SET TASK. Transcribe the records below in full; pictures stay out of the copy.

GIVEN ENTRIES.
start

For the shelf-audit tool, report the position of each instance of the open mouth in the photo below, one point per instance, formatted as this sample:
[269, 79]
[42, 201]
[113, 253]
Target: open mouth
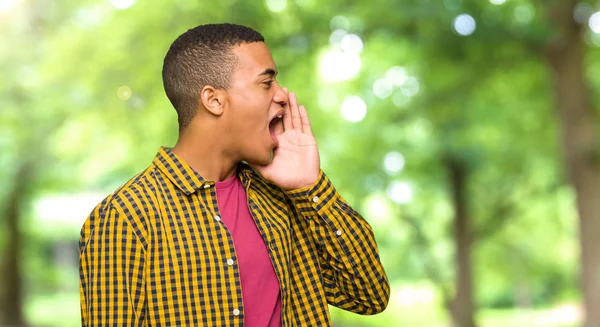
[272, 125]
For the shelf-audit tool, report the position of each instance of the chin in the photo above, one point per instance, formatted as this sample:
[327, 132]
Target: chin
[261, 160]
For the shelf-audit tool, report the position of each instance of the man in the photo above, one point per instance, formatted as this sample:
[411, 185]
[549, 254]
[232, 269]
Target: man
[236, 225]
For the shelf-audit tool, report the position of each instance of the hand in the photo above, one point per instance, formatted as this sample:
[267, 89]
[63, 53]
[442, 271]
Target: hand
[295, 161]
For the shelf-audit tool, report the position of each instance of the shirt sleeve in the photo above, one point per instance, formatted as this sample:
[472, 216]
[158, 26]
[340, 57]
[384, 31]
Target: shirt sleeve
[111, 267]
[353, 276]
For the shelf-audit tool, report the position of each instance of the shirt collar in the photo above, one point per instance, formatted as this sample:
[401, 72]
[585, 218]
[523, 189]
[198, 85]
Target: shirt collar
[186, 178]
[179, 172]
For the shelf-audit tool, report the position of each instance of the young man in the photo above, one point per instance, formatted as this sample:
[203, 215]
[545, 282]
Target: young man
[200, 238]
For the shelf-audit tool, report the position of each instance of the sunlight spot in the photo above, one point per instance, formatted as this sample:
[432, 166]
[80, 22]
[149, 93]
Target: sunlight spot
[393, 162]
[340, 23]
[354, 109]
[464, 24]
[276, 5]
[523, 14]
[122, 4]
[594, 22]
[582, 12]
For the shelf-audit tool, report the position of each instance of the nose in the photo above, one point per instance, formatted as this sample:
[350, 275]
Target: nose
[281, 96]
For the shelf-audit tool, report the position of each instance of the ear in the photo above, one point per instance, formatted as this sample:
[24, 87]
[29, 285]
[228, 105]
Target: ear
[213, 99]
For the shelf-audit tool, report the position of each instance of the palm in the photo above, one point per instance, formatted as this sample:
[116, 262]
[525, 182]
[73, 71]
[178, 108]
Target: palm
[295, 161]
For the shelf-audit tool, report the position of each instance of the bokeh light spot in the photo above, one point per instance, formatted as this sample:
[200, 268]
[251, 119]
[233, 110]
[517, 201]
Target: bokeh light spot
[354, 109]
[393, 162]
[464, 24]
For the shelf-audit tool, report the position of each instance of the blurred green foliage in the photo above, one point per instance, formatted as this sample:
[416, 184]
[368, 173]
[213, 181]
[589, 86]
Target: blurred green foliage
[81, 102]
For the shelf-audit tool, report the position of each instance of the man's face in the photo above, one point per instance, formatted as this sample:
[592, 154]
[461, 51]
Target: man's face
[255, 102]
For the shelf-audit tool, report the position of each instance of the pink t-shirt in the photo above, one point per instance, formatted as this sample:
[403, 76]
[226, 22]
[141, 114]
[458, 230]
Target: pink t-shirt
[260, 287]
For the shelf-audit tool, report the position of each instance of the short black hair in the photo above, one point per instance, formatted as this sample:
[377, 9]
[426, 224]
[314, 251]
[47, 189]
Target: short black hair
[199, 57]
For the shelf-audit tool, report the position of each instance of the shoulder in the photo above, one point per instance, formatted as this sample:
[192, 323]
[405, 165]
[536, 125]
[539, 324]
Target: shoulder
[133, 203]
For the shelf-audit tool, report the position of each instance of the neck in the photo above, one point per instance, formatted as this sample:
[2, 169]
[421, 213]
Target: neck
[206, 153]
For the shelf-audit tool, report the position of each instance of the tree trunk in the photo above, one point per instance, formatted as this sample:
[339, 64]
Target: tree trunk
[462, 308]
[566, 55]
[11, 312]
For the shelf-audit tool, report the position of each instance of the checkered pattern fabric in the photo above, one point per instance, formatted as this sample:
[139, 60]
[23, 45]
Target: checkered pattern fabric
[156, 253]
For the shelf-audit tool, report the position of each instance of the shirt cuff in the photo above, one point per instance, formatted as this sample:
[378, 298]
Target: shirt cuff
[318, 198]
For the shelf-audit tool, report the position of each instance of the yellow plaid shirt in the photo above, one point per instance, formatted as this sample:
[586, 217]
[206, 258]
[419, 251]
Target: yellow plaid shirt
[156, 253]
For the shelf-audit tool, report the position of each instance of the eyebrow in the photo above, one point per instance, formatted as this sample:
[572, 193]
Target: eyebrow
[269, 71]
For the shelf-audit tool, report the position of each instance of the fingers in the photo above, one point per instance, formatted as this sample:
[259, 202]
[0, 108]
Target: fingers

end

ANSWER TO THE TASK.
For the shelf-audit tool, report the position of each instance of the open mouth in the photo below, one point per instance, formatted as this sample:
[269, 79]
[42, 201]
[113, 253]
Target: open mouth
[272, 125]
For the shelf-audit tool, report the position of each instance of the chin in the photo above, one point per instance, formatted as this sample:
[327, 132]
Target: chin
[261, 160]
For the shelf-audit tool, report the position of each instance of the man in the photo above, one point per instance, formatted as this sample:
[411, 185]
[549, 254]
[232, 269]
Target: man
[236, 225]
For the shelf-audit tool, report the position of each instance of the hand in the photo above, one point per instance, formatted as this sample:
[267, 89]
[63, 53]
[442, 271]
Target: hand
[295, 161]
For the shelf-audit tool, report the position of each instance of the shirt sleeve in the photo above, one point per instance, formatted as this sample:
[472, 216]
[158, 26]
[340, 57]
[384, 31]
Target: shirt sleeve
[111, 267]
[353, 276]
For the shelf-audit tool, report the position of each instance of the shirt collar in the photo above, one point per instance, formatted as this sample:
[401, 72]
[585, 218]
[523, 189]
[198, 85]
Target: shirt collar
[186, 178]
[179, 172]
For the shelf-audit tool, report the position of each instance of the young man in the photo above, one point per instance, formatted as this sample:
[203, 215]
[545, 282]
Target: young man
[200, 238]
For the shelf-audit tool, report the position of each instance of the sunlight spot in the photo above, one point per instance, formatted as this sample:
[432, 166]
[80, 22]
[149, 93]
Target: sunlight spot
[393, 162]
[340, 23]
[354, 109]
[464, 24]
[276, 5]
[523, 14]
[122, 4]
[594, 22]
[582, 12]
For the shelf-audit tool, report the position of each instance of the nose in the photo above, one point per instance, formatted as this sample:
[350, 275]
Target: nose
[281, 96]
For the shelf-audit tool, report the position of each instance of the ear in the photo above, one point per instance, formatted as this sample:
[24, 87]
[29, 285]
[228, 105]
Target: ear
[213, 99]
For the shelf-audit tool, report the position of each instance of the palm in the photo above, one point per instance, formatted as this sample:
[116, 262]
[525, 182]
[73, 71]
[178, 108]
Target: palm
[295, 161]
For the shelf-audit tool, report the position of each instance of the bokeh light spot in the photo above, one point per instance, formatted as this sample:
[200, 268]
[251, 119]
[233, 110]
[517, 201]
Target: bokeh light spot
[354, 109]
[393, 162]
[464, 24]
For the shelf-audit tool, report the position of each instance of the blurred green foliage in the photo above, one point per instance, formatted as this sample:
[416, 184]
[368, 173]
[213, 181]
[589, 86]
Target: blurred green foliage
[81, 102]
For the shelf-audit tool, report the position of each instance of the man's face in the photo above, one point per instance, formatted as this sample:
[592, 154]
[461, 51]
Target: man's face
[255, 102]
For the shelf-audit tool, report the position of each instance of the pink t-shirt in the photo above, one point per instance, formatted as this sample:
[403, 76]
[226, 22]
[141, 114]
[458, 230]
Target: pink t-shirt
[260, 287]
For the shelf-audit tool, report the position of each instance of the short black hair in the photo above, one point per instance, formatted as this sample:
[377, 9]
[426, 224]
[314, 251]
[47, 189]
Target: short black hair
[199, 57]
For the shelf-audit tool, report the position of each instance of the shoulder in the photo above, one point per instance, formatted as this sample:
[192, 323]
[405, 165]
[536, 125]
[539, 324]
Target: shoulder
[133, 203]
For the shelf-audit tool, report the position of each instance of the neck in the photo above, one point per instance, formatted as this sample:
[2, 169]
[421, 213]
Target: neck
[206, 153]
For the shelf-audit tool, report the position of each instance of the tree trunk in the photo above, one point per instance, formatted as this sample:
[339, 64]
Target: tree trunk
[462, 308]
[566, 55]
[11, 312]
For the shelf-audit tool, report the position of each instance of the checkered pattern fabric in the photo above, one point per instance, formatted as this sample:
[139, 60]
[23, 45]
Target: checkered pattern fabric
[156, 253]
For the shelf-audit tool, report the position of each instance of the shirt cuff in the photo above, one point per instance, formatted as this sample:
[378, 298]
Target: shirt cuff
[318, 198]
For the shelf-audit tool, report the position of each instance of the yellow plaid shirt in the photo above, one point per instance, formatted as this sample:
[586, 217]
[206, 258]
[419, 251]
Target: yellow plaid shirt
[156, 253]
For the shelf-audit tool, report the position of each instance of the eyebrow in the photo above, one point per instance, formatted as this sample:
[572, 193]
Target: eyebrow
[269, 71]
For the shelf-audit tool, report the position of each instance of the fingers in the photo above, one point per instance, formatted as this sample:
[259, 202]
[0, 108]
Target: fingers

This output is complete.